EXERCISES TO COMPLETE
(a) Name every title of a work that appears in the blog post, its header included.
(b) According to the blog post, who made the album Girls and Boys?
(c) Reproduce a passage of the blog post word for word, starting at the words "Monday, July 29, 2013" and ending after "are any good.".

TEXT TO READ
Monday, July 29, 2013

Die Alone -- Girls and Boys Review

Some time ago, while I was still posting almost daily on this blog, my cousin recommended an album for me to review (and analyze) as I had Forget and Not Slow Down. It was Girls and Boys by Ingrid Michaelson. Around that time I sat down and transcribed the lyrics to most of the songs on the album as I heard them. Then I sat on the lyrics, at first waiting for a time that I could listen to them and analyze the lyrics and music to get at the meaning and, less importantly, let you know if the songs are any good.

I can tell you most of the songs are pretty good in my book, if that helps.

Time passed, and distance made the heart grow more apathetic. I stopped blogging on here for what, four months? I've been sitting on a lot of drafts and not taking the time to dig into them, but now I'm getting to them because I'll be remiss if I let myself have a backlog when I'm supposed to have all this time on my hands. So pretty soon I'll be rolling out my song reviews for Girls and Boys and weighing in on the album as a whole. This may be my Monday posts for few months, or I might schedule them more sporadically. We'll find out when it happens, won't we?

DATASET CONTENT
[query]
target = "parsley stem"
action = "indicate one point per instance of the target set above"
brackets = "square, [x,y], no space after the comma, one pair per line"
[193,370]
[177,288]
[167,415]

REPLIES
(a)
Die Alone
Girls and Boys
Forget and Not Slow Down

(b) Ingrid Michaelson.

(c)
Monday, July 29, 2013

Die Alone -- Girls and Boys Review

Some time ago, while I was still posting almost daily on this blog, my cousin recommended an album for me to review (and analyze) as I had Forget and Not Slow Down. It was Girls and Boys by Ingrid Michaelson. Around that time I sat down and transcribed the lyrics to most of the songs on the album as I heard them. Then I sat on the lyrics, at first waiting for a time that I could listen to them and analyze the lyrics and music to get at the meaning and, less importantly, let you know if the songs are any good.